## Task requirements
The line containing "grass in the photo above." and every line after it through the end of the records: return those exactly, and nothing more.
++++ Entries shown
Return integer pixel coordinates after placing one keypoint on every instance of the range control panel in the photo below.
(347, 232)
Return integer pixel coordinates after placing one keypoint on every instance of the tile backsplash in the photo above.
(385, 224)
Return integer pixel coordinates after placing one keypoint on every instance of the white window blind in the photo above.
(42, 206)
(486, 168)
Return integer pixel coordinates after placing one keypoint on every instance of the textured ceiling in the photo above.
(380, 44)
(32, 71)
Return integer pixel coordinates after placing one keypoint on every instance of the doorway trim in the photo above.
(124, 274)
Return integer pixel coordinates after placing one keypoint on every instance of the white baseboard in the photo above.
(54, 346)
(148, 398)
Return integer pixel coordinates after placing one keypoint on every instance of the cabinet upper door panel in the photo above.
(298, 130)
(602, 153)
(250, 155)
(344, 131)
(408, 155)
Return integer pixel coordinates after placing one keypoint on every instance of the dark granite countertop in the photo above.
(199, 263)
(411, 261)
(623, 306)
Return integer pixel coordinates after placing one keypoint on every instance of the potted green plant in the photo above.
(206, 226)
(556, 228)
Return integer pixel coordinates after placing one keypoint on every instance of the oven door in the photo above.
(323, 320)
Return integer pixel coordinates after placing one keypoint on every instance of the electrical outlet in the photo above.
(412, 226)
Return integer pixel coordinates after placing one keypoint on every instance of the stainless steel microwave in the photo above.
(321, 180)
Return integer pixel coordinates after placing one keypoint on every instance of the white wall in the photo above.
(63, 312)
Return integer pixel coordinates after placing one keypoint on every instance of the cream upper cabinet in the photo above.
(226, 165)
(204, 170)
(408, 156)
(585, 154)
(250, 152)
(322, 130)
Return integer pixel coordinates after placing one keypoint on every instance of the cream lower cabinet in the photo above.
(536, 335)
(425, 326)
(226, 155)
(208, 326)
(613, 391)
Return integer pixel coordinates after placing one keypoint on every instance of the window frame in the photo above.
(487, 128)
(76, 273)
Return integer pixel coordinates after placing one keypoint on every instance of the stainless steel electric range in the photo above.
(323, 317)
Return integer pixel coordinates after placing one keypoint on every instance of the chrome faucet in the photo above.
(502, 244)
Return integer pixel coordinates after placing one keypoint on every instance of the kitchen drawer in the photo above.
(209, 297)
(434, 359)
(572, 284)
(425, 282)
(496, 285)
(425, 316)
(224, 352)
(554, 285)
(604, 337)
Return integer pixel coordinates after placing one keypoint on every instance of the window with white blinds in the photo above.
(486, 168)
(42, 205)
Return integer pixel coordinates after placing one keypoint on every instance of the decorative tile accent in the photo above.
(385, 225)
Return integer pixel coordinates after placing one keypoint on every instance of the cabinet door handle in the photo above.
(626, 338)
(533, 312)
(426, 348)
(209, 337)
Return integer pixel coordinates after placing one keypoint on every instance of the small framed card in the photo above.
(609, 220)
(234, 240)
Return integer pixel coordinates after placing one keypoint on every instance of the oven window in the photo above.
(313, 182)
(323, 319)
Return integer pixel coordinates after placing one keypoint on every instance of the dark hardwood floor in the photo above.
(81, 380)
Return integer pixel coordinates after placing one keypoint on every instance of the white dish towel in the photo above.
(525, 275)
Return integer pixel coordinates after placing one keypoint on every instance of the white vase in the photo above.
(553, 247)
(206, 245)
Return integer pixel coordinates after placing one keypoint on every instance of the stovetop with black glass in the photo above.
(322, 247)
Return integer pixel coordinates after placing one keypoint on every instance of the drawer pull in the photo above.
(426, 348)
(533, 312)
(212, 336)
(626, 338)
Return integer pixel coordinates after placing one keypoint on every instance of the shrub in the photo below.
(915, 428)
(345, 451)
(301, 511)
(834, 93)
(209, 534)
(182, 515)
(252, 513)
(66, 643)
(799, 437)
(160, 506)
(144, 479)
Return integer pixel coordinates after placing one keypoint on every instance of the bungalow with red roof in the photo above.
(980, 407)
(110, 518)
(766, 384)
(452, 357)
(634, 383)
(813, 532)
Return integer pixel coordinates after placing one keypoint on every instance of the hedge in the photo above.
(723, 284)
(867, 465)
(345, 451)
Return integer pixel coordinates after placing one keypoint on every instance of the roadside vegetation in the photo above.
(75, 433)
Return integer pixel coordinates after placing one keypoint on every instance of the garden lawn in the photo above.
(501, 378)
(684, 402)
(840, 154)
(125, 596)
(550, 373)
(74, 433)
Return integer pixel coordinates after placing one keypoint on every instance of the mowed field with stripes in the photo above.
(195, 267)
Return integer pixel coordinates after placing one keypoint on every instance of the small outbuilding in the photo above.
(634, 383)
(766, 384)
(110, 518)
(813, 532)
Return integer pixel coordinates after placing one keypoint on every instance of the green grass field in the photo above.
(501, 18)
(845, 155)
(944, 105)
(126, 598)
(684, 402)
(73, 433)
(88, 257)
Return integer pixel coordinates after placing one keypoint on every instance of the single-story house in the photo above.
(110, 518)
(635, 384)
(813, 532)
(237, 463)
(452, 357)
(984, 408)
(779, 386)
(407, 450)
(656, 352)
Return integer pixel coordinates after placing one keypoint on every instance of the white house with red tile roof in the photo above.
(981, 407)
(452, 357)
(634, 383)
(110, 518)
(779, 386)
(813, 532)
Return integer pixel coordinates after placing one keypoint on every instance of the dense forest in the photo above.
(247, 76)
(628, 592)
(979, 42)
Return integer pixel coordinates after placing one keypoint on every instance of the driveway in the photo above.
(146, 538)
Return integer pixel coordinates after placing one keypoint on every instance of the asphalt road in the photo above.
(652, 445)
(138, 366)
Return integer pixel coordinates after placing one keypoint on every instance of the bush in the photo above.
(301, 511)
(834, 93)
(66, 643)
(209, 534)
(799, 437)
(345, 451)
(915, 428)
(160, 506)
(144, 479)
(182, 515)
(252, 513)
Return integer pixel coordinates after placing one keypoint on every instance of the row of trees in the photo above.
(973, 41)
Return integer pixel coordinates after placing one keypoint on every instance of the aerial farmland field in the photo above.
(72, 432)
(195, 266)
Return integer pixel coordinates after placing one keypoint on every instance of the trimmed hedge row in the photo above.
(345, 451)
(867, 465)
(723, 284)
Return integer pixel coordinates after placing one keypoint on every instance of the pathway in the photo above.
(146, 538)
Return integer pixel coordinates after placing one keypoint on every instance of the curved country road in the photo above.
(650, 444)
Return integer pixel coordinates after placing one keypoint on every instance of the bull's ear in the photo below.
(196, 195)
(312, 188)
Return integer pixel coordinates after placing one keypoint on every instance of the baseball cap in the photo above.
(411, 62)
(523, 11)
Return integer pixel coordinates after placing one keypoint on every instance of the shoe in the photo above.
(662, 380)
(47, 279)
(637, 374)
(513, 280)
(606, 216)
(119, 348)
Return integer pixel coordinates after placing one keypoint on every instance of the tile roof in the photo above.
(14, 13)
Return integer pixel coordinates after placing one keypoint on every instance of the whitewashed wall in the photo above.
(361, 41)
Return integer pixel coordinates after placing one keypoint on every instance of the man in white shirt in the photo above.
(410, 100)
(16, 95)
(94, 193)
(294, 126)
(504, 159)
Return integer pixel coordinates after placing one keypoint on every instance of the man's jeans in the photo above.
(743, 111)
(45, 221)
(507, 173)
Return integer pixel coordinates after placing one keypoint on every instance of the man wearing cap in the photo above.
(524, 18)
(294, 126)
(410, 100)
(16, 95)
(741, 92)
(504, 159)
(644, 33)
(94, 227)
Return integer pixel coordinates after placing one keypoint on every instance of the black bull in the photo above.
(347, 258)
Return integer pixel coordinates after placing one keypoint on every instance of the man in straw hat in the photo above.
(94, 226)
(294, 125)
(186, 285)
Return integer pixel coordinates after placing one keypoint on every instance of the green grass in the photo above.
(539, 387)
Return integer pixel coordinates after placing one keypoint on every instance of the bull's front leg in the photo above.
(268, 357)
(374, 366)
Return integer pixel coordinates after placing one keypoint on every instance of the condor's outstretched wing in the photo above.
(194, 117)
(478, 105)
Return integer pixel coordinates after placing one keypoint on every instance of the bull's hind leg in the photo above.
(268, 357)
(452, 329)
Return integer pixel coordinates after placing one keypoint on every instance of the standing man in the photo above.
++++++++
## Answer to the exercise
Return integer pixel coordinates after placing one keypoint on every instance of the green grass in the photo above.
(539, 387)
Return integer pixel coordinates after placing one keypoint on every instance of the bull's front leg in the photo above.
(268, 357)
(374, 366)
Return integer pixel coordinates after placing one keypoint on every instance of the condor's outstretched wing in the photo above.
(194, 117)
(478, 105)
Return integer pixel coordinates after placing one keypoint on every instance of the bull's hind leg in the photo above.
(268, 357)
(452, 329)
Return integer pixel coordinates after placing one keypoint on every instance of the standing man in the photo above.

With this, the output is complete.